> _PETUNJUK TUGAS A_
Buatlah ringkasan dua kalimat atas kutipan tentang anggaran penanganan pascabencana di Kota Bima.

##### KUTIPAN TERPILIH

Hamdan mengakui, anggaran Rp167 M yang sudah ada untuk penanganan pasca bencana di Kota Bima, itu adalah lahir atas kerja kolaboratif antara Pemerintah Daerah (eksekutive dan legislatif) dan pemerintah pusat yang melibatkan eksekutive dan legislatifnya (DPR RI). Menyongsong aplikasi pelakasanaan anggaran tersebut, hamda mengakui bahwa kelembagaan bagi pelaksanaannya sudah dibentuk. “Soal pemetaan sebelum dilaksanakan kegiatan penanganan pasca bencana, sebenarnya sudah ada rapat koordinasi awal yang didalamnya ada pembagian tugas pemerintah pusat, provinsi dan daerah,” katanya lagi.

Pemerintah pusat yang diamaksudnya, adalah Menkeu (penyedia anggaran), BNPB sebagai instansi teknis dan anggaran tersebut bersumber dari APBN yang menjadi miliknya BPNB dan kemudian diteruskan ke APBD 2 Kota Bima.

“Masing-masing sudah ada pembagian kewenangan. Soal adanya perbedaan data, itu lebih kepada hal yang menyangkut kewenangan. Jadi tanggungjawab BNPB terkait dengan SK Walikota Bima nomor 105 tahun 2017 adalah memayungi seluruh masyarakat yang terkena dampak di bantaran sungai maupun di luar bantaran sungai. Sementara jumlah masyarakat di bantaran sungai, itu sebanyak 3038. Jumlah tersebut, itu berdasarkan garis sempadan yang 10 meter. Sementara di luar bantaran sungai, itu  berjumlah 1286. Jadi, totalnya sekitar 5000,” sebutnya.  

Sepertinya terlalu lama menjelaskan tentang tahapan, proses dan mekanismenya-lantas kapan real actioannya?. “Rencananya launching soal struktur kelembagaan terkait pelaksanaan pembangunan pasca bencana akan dilaksanakan sekitar akhir Maret 2018. Dan real action pelaksanaan penanganan pasca bencana, itu rencana akan dilaksanakan pada April 2018,” paparnya.

Ir. Hamdan (kanan) di dampingi Kabid Perumahan pada PKP, Muktadir alias Gito (kiri)

##########

> _PETUNJUK TUGAS B_
Ketik ulang seluruh entri di bawah ini tanpa mengubah satu karakter pun. Gambar tidak perlu disertakan dalam jawaban.

##### BAHAN YANG DISEDIAKAN

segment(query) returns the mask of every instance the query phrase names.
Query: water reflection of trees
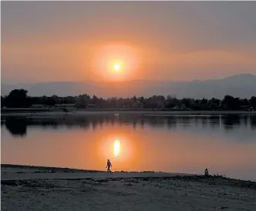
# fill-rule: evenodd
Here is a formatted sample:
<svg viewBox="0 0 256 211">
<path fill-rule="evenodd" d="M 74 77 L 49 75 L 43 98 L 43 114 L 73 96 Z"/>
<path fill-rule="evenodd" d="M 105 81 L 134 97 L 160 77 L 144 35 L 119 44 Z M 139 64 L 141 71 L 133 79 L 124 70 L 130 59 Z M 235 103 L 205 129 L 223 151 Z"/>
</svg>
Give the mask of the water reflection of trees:
<svg viewBox="0 0 256 211">
<path fill-rule="evenodd" d="M 143 129 L 145 126 L 153 128 L 166 127 L 173 129 L 177 127 L 184 129 L 191 126 L 201 126 L 203 129 L 211 127 L 213 129 L 223 127 L 225 130 L 234 129 L 243 125 L 245 127 L 250 126 L 252 129 L 256 129 L 256 116 L 141 116 L 120 115 L 116 117 L 113 115 L 93 115 L 90 116 L 65 116 L 60 118 L 2 118 L 2 126 L 5 125 L 6 129 L 13 136 L 25 136 L 27 132 L 27 127 L 41 126 L 43 129 L 51 128 L 58 129 L 60 127 L 68 129 L 82 128 L 88 129 L 92 127 L 93 129 L 97 126 L 118 124 L 130 125 L 134 129 L 139 126 Z"/>
</svg>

##########

> _JAWABAN TUGAS A_
Menurut Hamdan, anggaran Rp167 M untuk penanganan pascabencana di Kota Bima lahir dari kerja kolaboratif pemerintah daerah dan pemerintah pusat, bersumber dari APBN milik BNPB, kemudian diteruskan ke APBD 2 Kota Bima, dan kelembagaan pelaksanaannya sudah dibentuk. Tanggung jawab BNPB berdasarkan SK Walikota Bima nomor 105 tahun 2017 mencakup seluruh masyarakat terdampak di bantaran sungai maupun di luar bantaran sungai, sedangkan peluncuran struktur kelembagaan direncanakan sekitar akhir Maret 2018 dan pelaksanaan nyata penanganan pascabencana direncanakan pada April 2018.

> _JAWABAN TUGAS B_
segment(query) returns the mask of every instance the query phrase names.
Query: water reflection of trees
# fill-rule: evenodd
Here is a formatted sample:
<svg viewBox="0 0 256 211">
<path fill-rule="evenodd" d="M 74 77 L 49 75 L 43 98 L 43 114 L 73 96 Z"/>
<path fill-rule="evenodd" d="M 105 81 L 134 97 L 160 77 L 144 35 L 119 44 Z M 139 64 L 141 71 L 133 79 L 124 70 L 130 59 Z M 235 103 L 205 129 L 223 151 Z"/>
</svg>
Give the mask of the water reflection of trees:
<svg viewBox="0 0 256 211">
<path fill-rule="evenodd" d="M 143 129 L 145 126 L 153 128 L 166 127 L 173 129 L 177 127 L 184 129 L 191 126 L 201 126 L 203 129 L 211 127 L 213 129 L 223 127 L 225 130 L 234 129 L 243 125 L 245 127 L 250 126 L 252 129 L 256 129 L 256 116 L 141 116 L 120 115 L 116 117 L 113 115 L 93 115 L 90 116 L 65 116 L 60 118 L 2 118 L 2 126 L 5 125 L 6 129 L 13 136 L 25 136 L 27 132 L 27 127 L 41 126 L 43 129 L 51 128 L 58 129 L 60 127 L 68 129 L 82 128 L 88 129 L 92 127 L 93 129 L 97 126 L 118 124 L 130 125 L 134 129 L 139 126 Z"/>
</svg>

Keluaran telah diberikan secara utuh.